• RETO A
Muestra todas las líneas de los registros que contienen la palabra "green".

• TEXTO DE ORIGEN
+===+

La alquimia del dolor

La alquimia del dolor funciona a veces de manera tan evidente que hasta es terrible tener que admitir que para muchas cosas, entre otras cosas para crear belleza, cierta dosis de desdicha, o al menos de excepción, es ciertamente necesaria.

La semana pasada terminé mi crónica con la conferencia de Semprún (don Jorge) en la Residencia de Estudiantes y se me olvidó hablarles un poco de los asistentes, porque a diferencia de lo que ocurre con los actos solidarios con Israel (recuerden que también les hablé de la fiesta de su Embajada), aquí no corren peligro de represalia alguna. Además de un nutrido número de admiradores del conferenciante, y de los fieles de la Casa, estaban algunos amigos personales de Semprún, de esos de toda la vida, como Javier Pradera, o “los Tusquets”, es decir, Beatriz de Moura y Toni López Lamadrid, —que además son sus editores— así como Eduardo Arroyo, el pintor, quien, durante el coloquio, tomó la palabra para recordar que Sartre murió con Sartre, cosa que él (Arroyo) se dio perfectamente cuenta el mismo día de su entierro que fue multitudinario, para empezar, porque los franceses entierran a sus notables con un boato increíble y después, porque —Semprún dixit— “a la izquierda nos gustan mucho los entierros”, aunque para mí, en el caso de Francia prevalece lo primero sobre lo segundo, con ser bien cierto eso de que a la izquierda, y especialmente a los comunistas, les encanta enterrar.

+===+

• DATOS DE ENTRADA
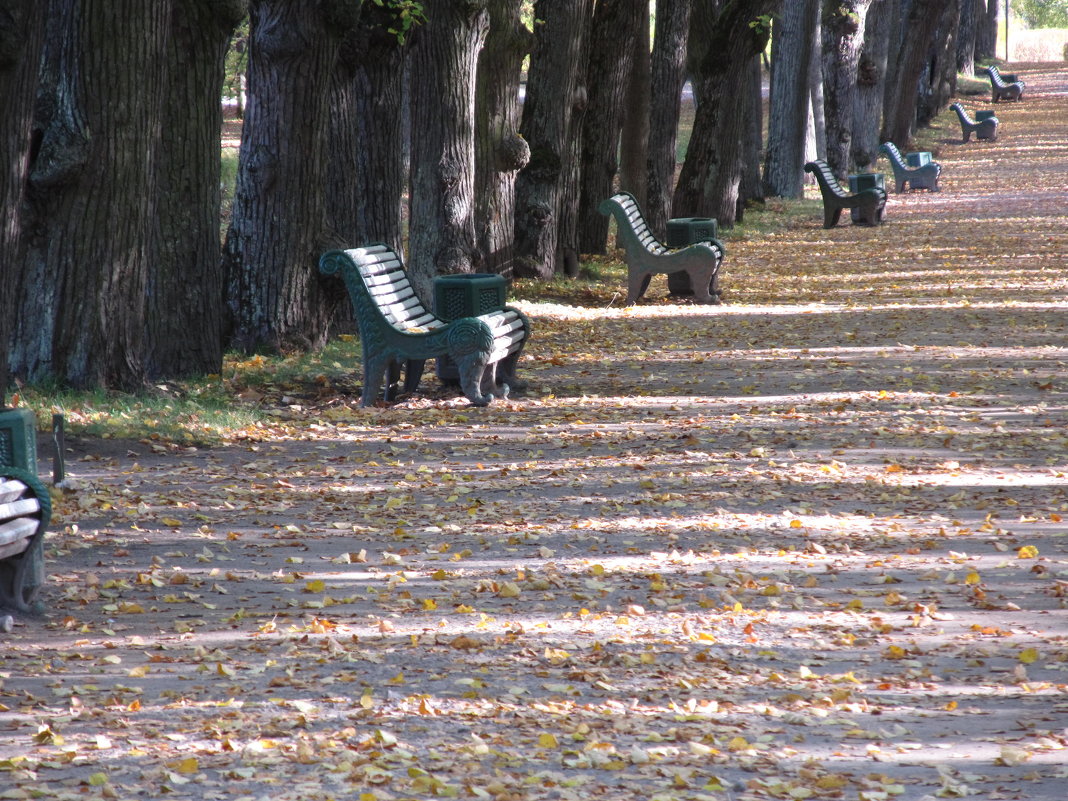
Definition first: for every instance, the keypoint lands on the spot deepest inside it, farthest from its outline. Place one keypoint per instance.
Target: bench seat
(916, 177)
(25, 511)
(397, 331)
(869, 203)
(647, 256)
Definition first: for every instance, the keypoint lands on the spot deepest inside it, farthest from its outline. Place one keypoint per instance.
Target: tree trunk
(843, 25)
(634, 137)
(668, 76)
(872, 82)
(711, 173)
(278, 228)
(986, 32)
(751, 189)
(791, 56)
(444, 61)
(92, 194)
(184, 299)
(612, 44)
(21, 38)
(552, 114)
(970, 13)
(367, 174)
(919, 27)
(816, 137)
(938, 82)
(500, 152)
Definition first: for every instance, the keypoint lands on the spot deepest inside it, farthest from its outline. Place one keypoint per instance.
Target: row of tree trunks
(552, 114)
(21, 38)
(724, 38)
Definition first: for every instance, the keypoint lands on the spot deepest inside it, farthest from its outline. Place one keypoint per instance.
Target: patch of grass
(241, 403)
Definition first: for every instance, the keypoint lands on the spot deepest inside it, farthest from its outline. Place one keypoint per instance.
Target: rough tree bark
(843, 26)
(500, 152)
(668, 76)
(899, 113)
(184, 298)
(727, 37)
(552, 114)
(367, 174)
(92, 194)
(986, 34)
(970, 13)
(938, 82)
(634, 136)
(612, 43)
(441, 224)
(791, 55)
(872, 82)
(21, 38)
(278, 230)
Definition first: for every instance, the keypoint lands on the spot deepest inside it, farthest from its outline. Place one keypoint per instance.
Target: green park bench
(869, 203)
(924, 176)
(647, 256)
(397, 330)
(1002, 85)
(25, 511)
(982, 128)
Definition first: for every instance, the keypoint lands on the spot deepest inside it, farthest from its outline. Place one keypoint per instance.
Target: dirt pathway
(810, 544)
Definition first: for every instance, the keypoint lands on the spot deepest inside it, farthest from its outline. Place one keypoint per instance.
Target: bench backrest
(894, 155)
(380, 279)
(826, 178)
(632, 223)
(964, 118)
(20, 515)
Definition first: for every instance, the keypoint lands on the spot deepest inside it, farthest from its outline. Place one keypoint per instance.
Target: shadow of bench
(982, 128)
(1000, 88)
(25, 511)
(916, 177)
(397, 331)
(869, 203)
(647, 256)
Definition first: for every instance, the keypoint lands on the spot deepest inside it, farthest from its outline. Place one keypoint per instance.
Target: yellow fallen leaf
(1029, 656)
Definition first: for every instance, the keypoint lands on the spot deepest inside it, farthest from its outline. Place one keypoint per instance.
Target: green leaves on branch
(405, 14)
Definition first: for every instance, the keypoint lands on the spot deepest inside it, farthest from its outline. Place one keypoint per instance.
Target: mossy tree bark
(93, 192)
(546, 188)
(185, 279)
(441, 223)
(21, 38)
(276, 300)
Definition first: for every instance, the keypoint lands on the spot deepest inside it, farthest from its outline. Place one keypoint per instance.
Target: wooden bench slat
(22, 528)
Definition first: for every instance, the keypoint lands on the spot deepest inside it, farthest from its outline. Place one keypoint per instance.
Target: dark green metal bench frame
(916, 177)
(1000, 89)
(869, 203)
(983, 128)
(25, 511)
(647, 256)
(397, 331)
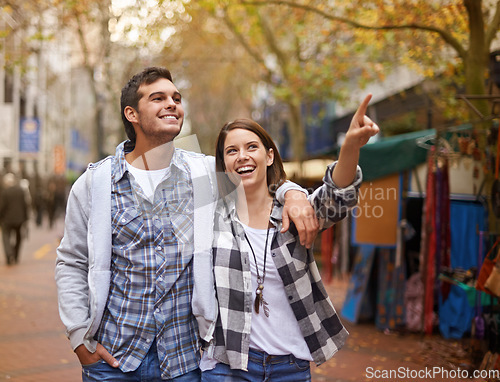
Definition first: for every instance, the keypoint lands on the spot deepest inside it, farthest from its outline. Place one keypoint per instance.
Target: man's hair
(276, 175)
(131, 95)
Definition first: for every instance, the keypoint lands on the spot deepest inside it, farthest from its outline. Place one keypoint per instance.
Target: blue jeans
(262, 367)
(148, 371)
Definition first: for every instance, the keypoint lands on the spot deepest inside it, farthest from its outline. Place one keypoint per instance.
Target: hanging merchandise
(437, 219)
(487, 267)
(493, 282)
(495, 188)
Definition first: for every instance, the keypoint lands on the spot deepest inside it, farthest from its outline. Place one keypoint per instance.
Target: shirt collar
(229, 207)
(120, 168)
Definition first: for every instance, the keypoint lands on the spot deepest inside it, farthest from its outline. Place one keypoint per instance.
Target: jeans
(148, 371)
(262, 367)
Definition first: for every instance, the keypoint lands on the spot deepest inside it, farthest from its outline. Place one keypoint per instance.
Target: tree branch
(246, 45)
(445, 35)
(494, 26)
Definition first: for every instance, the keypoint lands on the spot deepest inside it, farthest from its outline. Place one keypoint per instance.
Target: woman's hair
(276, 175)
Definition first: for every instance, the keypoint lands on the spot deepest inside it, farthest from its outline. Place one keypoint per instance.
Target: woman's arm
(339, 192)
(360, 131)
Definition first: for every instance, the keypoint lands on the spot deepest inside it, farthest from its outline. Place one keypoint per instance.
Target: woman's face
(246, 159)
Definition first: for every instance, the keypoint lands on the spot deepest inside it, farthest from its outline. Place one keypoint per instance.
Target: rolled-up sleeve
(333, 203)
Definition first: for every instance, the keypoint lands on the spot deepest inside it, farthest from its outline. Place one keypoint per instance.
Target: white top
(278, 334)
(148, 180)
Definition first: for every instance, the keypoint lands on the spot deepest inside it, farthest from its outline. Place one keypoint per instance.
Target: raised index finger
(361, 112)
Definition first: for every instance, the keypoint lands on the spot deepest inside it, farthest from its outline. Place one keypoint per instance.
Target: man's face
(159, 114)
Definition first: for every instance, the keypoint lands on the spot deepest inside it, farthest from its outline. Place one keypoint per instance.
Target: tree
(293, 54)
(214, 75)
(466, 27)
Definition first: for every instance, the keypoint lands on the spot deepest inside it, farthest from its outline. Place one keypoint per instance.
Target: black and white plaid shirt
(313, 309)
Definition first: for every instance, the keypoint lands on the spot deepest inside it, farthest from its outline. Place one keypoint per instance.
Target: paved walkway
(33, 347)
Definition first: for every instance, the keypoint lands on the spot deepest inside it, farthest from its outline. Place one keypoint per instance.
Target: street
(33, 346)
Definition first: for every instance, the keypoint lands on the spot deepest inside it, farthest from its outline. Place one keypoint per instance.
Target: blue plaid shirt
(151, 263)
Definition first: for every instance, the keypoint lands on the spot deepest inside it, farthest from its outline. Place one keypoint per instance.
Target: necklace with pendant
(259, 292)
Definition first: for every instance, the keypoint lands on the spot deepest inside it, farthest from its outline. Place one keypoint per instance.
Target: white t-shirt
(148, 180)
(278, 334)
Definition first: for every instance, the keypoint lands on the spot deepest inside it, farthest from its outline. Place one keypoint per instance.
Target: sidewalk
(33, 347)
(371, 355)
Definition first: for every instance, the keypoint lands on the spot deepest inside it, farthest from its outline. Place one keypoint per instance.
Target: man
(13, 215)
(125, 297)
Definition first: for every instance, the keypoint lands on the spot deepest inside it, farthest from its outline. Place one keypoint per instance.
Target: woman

+===+

• RETO B
Sigue la crónica sobre la conferencia de Semprún a partir de su última oración.

• RESPUESTA A
Target: green park bench
Target: green leaves on branch
Target: dark green metal bench frame

• RESPUESTA B
Sin salirme del recuerdo del comunismo español más agraz, representado sin duda en su momento por el que fuera después uno de sus más reputados disidentes (sigo refiriéndome a Jorge Semprún, al que su hermano Carlos llama el “ex todo”), esa misma semana, concretamente el viernes, tuve ocasión de conocer a una de sus víctimas (quiero decir del comunismo), el señor Ángel Gutiérrez, un “niño ruso” que lleva veinte años en Madrid dirigiendo el Teatro de Cámara Chéjov. Como no hay mal que por bien no venga, esa forzada deportación de la que fue objeto en su infancia, como tantas otras criaturas infelices que, por esa inexplicable alquimia de la desdicha, también han logrado salir adelante, incluso triunfar en la vida, le ha convertido en uno de los grandes directores de teatro español. Este último extremo no está reconocido por la oficialidad teatral, que no es, como algunos piensan, la dictada por la política cultural gubernamental de turno, sino la constituida por toda esa grey esclerotizada y estereotipada que sustenta lo progre y que vocea, se planta y se premia a sí misma, por los siglos de los siglos, amén, estructurada en un férreo montaje asociativo, calcado de ese comunismo anhelado, del que han intentado huir desaforadamente todos los que tuvieron que sufrirlo en la realidad.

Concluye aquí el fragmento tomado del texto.